TEXTO PARA LEITURA
- - - - - - -
Por seu turno, Lourenço Jossias, director do semanário Magazine Independente, foi inequívoco: “não há-de ser fácil encontrar muitos Cardosos, por estes dias, uma vez que há quem impõe o medo para um pleno exercício da liberdade de informar... os raptos, os assassinatos, as intimidações e ameaças de todo o tipo, impedem que Cardosos destes tempos exibam os seus talentos”. Por isso, adiantou Jossias, “eternizar o exemplo cardosiano não será, assim, tarefa fácil... Os tempos que vivemos são perigosos para toda a sociedade, especialmente para os Homens da pena” (Savana, 20/11/2020, p. 2).

 

Os dois depoimentos anteriores colocam bem a trágica morte de Cardoso em perspectiva. Em vez de excepção, ou  incidente isolado, o assassinato de Cardoso figura na história político-social contemporânea de Moçambique, como um dos exemplos mais mediáticos, entre muitos outros casos horrorosos, envolvendo criminosos comuns e  políticos inescrupulosos, em íntima conjugação do crime organizado dentro e fora do Estado.
- - - - - - -
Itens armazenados

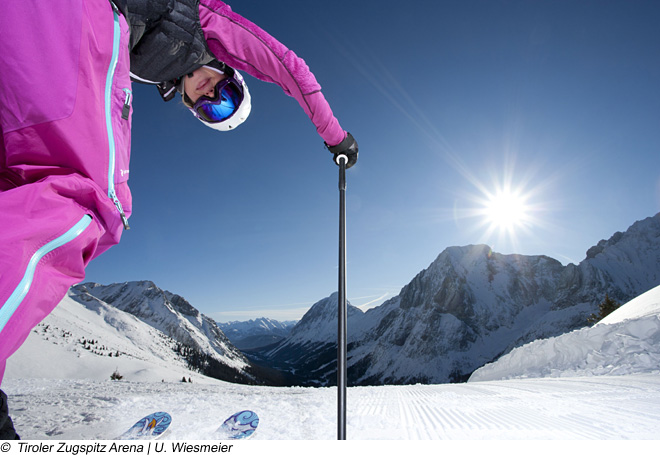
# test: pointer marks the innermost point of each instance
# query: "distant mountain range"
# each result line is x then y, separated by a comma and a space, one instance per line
468, 308
256, 333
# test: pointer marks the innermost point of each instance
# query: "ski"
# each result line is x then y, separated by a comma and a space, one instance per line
241, 425
152, 426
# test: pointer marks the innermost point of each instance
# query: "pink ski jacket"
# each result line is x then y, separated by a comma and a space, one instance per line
65, 122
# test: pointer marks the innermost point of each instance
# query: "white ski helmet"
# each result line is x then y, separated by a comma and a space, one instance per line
230, 104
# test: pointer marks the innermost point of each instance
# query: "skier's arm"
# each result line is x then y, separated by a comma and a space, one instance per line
246, 47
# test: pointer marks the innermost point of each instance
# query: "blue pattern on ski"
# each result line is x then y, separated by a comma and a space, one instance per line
150, 427
240, 426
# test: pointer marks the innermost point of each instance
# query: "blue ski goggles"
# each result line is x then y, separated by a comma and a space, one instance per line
227, 97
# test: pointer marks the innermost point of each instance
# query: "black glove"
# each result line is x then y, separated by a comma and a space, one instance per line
347, 147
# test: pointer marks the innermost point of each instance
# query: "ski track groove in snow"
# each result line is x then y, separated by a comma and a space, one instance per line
623, 407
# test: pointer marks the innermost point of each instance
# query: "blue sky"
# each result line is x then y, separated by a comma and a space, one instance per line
553, 103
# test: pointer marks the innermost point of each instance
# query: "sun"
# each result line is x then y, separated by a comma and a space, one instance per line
506, 209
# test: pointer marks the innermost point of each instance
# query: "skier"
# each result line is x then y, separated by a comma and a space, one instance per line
65, 118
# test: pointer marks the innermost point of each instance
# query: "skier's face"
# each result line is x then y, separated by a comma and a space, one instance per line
201, 82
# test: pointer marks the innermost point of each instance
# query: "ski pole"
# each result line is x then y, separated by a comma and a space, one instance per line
342, 160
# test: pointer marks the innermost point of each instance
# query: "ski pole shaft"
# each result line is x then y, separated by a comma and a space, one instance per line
342, 316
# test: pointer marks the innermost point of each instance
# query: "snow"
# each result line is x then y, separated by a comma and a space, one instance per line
625, 342
599, 383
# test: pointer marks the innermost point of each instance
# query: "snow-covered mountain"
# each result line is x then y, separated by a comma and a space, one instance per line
601, 388
256, 333
202, 342
469, 307
625, 342
86, 338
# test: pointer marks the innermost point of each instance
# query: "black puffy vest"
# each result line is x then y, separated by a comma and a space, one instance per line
167, 41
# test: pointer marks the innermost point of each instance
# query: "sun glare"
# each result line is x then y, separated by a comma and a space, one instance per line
505, 210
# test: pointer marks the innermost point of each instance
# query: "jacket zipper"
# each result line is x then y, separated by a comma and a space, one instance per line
16, 298
108, 117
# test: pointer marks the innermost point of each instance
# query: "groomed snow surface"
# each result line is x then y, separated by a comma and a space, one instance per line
598, 383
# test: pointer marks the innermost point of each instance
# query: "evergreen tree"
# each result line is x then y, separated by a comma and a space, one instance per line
606, 307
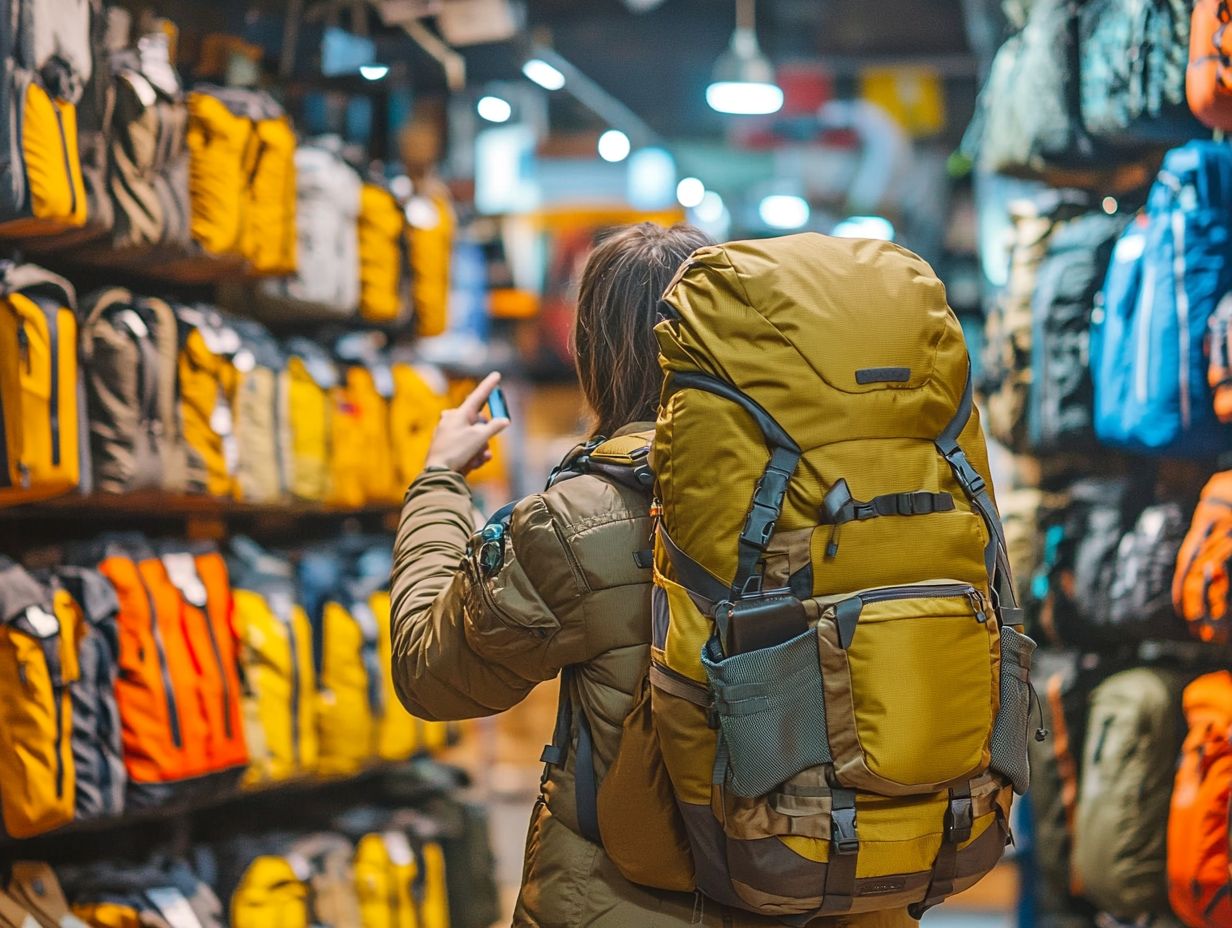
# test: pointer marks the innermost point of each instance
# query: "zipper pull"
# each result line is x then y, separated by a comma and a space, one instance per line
24, 346
832, 549
977, 603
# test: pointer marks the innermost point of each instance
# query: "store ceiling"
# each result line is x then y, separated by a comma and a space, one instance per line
658, 62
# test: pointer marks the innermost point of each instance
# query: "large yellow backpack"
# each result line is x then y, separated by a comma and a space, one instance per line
351, 695
312, 382
837, 687
38, 385
38, 662
280, 682
383, 270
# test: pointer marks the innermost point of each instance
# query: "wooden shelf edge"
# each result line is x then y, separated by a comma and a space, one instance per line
153, 503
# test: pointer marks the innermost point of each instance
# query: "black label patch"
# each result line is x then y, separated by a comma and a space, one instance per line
880, 887
883, 375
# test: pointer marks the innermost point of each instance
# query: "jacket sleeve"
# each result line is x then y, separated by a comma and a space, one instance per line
472, 636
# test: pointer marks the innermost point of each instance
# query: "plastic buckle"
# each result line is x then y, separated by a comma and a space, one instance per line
863, 512
967, 475
959, 821
843, 834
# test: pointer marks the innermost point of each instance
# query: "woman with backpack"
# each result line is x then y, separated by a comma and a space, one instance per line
479, 619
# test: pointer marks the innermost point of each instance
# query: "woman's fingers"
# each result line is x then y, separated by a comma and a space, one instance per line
474, 402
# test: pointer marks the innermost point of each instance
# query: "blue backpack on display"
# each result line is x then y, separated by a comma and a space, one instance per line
1148, 345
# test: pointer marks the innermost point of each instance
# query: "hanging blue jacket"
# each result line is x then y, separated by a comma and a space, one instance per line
1148, 345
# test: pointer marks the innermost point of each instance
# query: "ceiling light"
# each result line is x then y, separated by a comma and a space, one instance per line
865, 227
711, 207
614, 146
743, 78
690, 192
784, 212
494, 109
543, 74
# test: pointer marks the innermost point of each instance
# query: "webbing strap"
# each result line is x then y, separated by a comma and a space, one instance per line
701, 583
839, 507
771, 488
585, 786
996, 557
585, 783
957, 826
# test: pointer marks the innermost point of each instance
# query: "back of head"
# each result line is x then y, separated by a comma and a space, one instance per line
617, 307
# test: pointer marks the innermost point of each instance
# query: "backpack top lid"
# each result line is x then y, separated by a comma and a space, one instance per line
861, 325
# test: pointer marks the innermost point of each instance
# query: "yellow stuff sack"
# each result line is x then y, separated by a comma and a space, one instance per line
208, 385
41, 189
382, 255
430, 233
350, 687
413, 415
269, 237
362, 457
219, 149
280, 688
272, 894
38, 385
386, 871
312, 392
38, 661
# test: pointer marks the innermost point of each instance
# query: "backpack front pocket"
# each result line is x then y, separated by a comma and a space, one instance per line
770, 706
911, 685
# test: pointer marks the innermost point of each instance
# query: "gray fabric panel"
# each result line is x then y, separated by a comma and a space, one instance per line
771, 708
709, 846
1012, 728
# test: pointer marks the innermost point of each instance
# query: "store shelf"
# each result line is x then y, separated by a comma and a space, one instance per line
243, 805
170, 505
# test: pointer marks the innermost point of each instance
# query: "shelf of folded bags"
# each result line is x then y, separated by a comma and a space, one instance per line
417, 778
171, 505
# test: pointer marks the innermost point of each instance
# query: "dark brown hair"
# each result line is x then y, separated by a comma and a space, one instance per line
617, 307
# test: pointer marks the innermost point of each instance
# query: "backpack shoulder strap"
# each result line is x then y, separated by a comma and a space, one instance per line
625, 459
- - - - - - -
Escreva a continuação do texto sobre o assassinato de Cardoso, começando logo após a última frase apresentada.

Considerar o caso Cardoso o mais mediático em vez do pior, entre vários outros ocorridos desde 2000 até ao presente, é o mínimo que se pode fazer, em respeito para com os que ficaram no anonimato, ou foram rapidamente votados ao esquecimento. Recorde-se, na altura em que Cardoso foi assassinado, tinha começado a investigar a tragédia em Montepuez, tornada pública a 10 de Novembro; um caso, em que pelo menos 83 pessoas simpatizantes da Renamo, detidas numa cadeia em Montepuez, com apenas 21m2, morreram por asfixia, depois de ficarem vários dias sem água, nem alimentação (Fauvet e Mosse, 2003, p.7; Rosas, 2000).

 

Voltando à fascinante ideia acima referida, do espírito  de Cardoso pairando sobre a cidade, olhando para nós a escrever e debater os desafios que hoje enfrentamos, o que estará ele a pensar sobre as situações dantescas enfrentadas pelos jornalistas que ousam reportar a nova guerra em Cabo Delgado? Provavelmente, está a recordar a expressão que usou em 1987: “O país vive uma realidade marcada pela guerra... Mas a Informação fala de um país de paz relativa” (Fauvet and Mosse, 2003, p. 255).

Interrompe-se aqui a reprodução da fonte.